Practices to build hope include dialogues, just getting out there, prayer, and imagining a house of hope. We do what we can, and there is plenty to do.

 
On November 9, 2016, the United States concluded a blisteringly polarized, vicious political campaign cycle. The results — especially the surprise upset of Hillary Clinton by Donald J. Trump in the presidential election — stunned people as devastating or miraculous, depending on different standpoints.

Concerned about civil rights, immigration, international relations, civility, multiculturalism, and a host of other issues, many people found hope in short supply after the election results came in. So this seems like an excellent time to renew our exploration of that topic, starting with a teaching story from Joyce Rupp’s Dear Heart, Come Home:

“There is an Ethiopian legend about a shepherd boy, Alemayu, that speaks to me of the power of hope. Alemayu had to spend the night on a bitterly cold mountain. He had only a very thin cloth to wear. To the amazement of all the villagers, he returned alive and well. When they asked him how he survived, he replied:

‘The night was bitter. When all the sky was dark, I thought I would die. Then far, far off I saw a shepherd’s fire on another mountain. I kept my eyes on the red glow in the distance, and I dreamed of being warm. And that is how I had the strength to survive.’ “

Hope often resides on the edges of our communities. The great African-American theologian Howard Thurman called it the growing edge. Here is some of his advice:

“Look well to the growing edge. All around us worlds are dying and new worlds are being born; all around us life is dying and life is being born. The fruit ripens on the tree, the roots are silently at work in the darkness of the earth against a time when there shall be new lives, fresh blossoms, green fruit. Such is the growing edge! It is the extra breath from the exhausted lung, the one more thing to try when all else has failed, the upward reach of life when weariness closes in upon all endeavor. This is the basis of hope in moments of despair, the incentive to carry on when times are out of joint and men have lost their reason, the source of confidence when worlds crash and dreams whiten into ash.”

The readings and practices here are designed to encourage you and your community to be the shepherd’s fire on the growing edge.

Readings
 
* Mary C. Grey on Hope as an Outrageous Pursuit
It’s not fashionable to have hope, according to Grey, a British theologian. The facts may not support it, but we still must, as a Ghanaian colleague put it, “wear hope like a skin.” She finds children to be especially good teachers of this practice.

* Jurgen Moltmann on Hope as a Command to Cherish Life
German theologian Moltmann argues that we can learn to hope by saying yes to life. It sounds simple but in today’s circumstances, it often isn’t. Ultimately we act with hope out of an inner necessity, in the way that roses flower. They don’t ask why or what for, they simply bloom.
════════════════════
PROMPT 1:
In the passage on hope, what term did Howard Thurman use for the place on the edges of our communities where hope often resides?
PROMPT 2:
Pick up the passage on hope after its final sentence and keep writing.

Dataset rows
════════════════════
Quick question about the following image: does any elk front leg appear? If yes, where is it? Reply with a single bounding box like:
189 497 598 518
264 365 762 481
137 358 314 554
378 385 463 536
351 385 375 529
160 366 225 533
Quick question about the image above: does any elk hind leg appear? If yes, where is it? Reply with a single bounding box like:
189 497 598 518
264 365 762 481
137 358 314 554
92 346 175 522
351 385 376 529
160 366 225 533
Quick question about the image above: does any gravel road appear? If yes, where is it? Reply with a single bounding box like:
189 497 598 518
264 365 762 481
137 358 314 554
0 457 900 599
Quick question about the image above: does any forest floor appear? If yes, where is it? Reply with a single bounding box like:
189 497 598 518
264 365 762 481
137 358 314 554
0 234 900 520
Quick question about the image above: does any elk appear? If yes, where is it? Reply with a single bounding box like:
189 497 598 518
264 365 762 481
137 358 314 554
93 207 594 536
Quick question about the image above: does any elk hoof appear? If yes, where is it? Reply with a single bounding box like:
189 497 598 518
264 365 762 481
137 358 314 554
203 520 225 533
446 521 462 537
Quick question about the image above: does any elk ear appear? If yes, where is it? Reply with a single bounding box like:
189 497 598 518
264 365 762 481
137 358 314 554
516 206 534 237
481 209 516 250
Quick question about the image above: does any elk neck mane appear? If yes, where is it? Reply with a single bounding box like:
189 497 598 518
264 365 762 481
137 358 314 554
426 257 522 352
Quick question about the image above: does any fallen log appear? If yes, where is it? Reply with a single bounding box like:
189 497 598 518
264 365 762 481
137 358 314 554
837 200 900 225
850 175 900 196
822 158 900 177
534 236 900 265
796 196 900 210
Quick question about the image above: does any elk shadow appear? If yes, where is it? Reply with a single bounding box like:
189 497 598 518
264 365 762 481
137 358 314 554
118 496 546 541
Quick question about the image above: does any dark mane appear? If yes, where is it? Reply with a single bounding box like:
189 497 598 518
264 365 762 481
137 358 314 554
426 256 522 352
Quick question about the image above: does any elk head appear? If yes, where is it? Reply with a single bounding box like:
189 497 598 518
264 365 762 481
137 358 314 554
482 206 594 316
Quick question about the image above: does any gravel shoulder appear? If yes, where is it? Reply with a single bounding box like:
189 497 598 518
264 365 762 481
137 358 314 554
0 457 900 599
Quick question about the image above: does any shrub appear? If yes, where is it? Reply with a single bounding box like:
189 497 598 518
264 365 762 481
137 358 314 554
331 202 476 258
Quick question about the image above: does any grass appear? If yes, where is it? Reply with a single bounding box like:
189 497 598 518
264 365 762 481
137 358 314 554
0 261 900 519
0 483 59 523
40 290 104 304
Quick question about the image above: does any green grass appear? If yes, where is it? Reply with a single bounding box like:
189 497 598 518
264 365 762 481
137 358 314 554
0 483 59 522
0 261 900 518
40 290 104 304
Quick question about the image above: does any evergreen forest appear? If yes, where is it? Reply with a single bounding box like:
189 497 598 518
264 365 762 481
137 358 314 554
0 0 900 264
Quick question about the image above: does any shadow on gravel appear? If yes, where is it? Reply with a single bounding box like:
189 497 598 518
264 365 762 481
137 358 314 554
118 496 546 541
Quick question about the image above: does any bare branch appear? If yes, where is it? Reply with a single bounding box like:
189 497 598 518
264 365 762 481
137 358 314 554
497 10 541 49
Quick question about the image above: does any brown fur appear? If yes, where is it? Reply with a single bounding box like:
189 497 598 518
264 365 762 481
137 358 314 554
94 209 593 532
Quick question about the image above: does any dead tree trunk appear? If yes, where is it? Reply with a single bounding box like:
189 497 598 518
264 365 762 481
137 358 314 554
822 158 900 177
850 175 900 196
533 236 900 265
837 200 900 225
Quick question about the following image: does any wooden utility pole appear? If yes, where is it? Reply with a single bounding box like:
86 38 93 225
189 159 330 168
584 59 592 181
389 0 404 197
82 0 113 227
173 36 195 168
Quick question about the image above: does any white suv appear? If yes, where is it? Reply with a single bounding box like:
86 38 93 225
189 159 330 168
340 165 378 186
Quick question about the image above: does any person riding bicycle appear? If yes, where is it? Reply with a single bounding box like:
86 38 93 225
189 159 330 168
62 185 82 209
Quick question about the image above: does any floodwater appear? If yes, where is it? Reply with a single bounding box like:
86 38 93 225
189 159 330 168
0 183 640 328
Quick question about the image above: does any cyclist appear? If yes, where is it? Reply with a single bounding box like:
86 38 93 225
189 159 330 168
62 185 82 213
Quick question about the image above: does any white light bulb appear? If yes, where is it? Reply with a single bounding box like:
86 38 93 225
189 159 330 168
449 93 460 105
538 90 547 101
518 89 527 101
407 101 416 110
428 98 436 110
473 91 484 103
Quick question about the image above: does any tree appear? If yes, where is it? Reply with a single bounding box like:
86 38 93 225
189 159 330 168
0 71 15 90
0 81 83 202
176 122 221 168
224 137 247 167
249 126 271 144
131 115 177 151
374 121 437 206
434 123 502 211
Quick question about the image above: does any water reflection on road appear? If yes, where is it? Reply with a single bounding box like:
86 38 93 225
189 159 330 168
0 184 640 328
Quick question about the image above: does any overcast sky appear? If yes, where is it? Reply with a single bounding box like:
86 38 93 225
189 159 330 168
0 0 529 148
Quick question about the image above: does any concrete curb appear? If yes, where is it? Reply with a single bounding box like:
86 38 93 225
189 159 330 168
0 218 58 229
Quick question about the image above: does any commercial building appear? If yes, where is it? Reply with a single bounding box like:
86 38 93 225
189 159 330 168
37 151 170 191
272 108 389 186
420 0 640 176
════════════════════
TASK OUTPUT 1:
The growing edge.

TASK OUTPUT 2:
 
* Barbara Kingsolver on Doing What We Can with Faith
This is no time for naiveté, writes novelist and socially concerned activist Barbara Kingsolver. “The writing has been on the wall for some years now,” she observes, “but we are a nation illiterate in the language of the wall.” Does this sad state of affairs have to lead us to despair or cynicism? No, says, Kingsolver. We do what we can.
 
* Howard Zinn on Being Hopeful in Bad Times
Howard Zinn, author of A People’s History of the United States, has contributed an article to a new collection of essays edited by Paul Rogat Loeb titled The Impossible Will Take a Little While. Zinn says that we must look at the long-term changes that are happening if we are not to lose hope. Change comes as an endless succession of surprises. “If we remember those times and places — and there are so many — where people have behaved magnificently, this gives us the energy to act. . . . To live now as we think human beings should live, in defiance of all that is bad around us, is itself a marvelous victory.”

* John R. Claypool on Our Role in Building Hope
We often meditate on Thomas Merton’s statement in response to Julian of Norwich’s affirmation “All will be well.” Merton said, “Certainly we know that all will be well, but the ways in which God makes it well are apt to be difficult for us.” John Claypool echoes that thought in his book The Hopeful Heart when he emphasizes that God uses a “collaborative form of help,” urging us to find our own solutions to our problems. To have hope, we need to actively participate in the tasks facing our world, no matter how difficult they seem.

* Anna Lappé on Taking the First Step
Anna Lappé and her mother, Frances Lappé, are the authors of Hope’s Edge: The Next Diet for a Small Planet. In this article from Spirituality & Health magazine’s archives, she identifies some thought traps that undermine hope. “The most paralyzing trap of all is to think that our actions can’t make a difference,” she writes. “Our individual actions are not isolated; they are connected to a worldwide emergence of change-makers, people seeing that what we have is not the best that can be, and that we can make a difference.” She shares the stories of some of these people on hope’s edge.

Practices

* Margaret J. Wheatley on the Importance of Dialogue
A community can build hope through dialogue, according to Margaret J. Wheatley, whose book “Turning to One Another,” is a guidebook to constructive conversation. A first step is talking about how we feel about what’s going on in our world.

* Paul Rogat Loeb on Getting Out There
Loeb in Soul of a Citizen: Living with Conviction in a Cynical Time notes that “we become human only in the company of other human beings.” Still, many people, thinking they aren’t skilled in politics or group activities, are hesitant to attempt a transformation in the public sphere. Remember, the turning point for the Buddha came when he left his protected palace and got out in the world. To practice what Loeb is discussing, identify for yourself and your community the equivalent protected places and where you need to be active in the larger world.

* Pray about Your Hopes
The Brazilian bishop Dom Pedro Casaldaliga once said: “Prayer is hope’s breathing. When we stop praying, we stop hoping.” Write prayers that express your hopes for yourself, your community, your nation, and the world. Here’s an example of a prayer for a better world by Tony Campolo.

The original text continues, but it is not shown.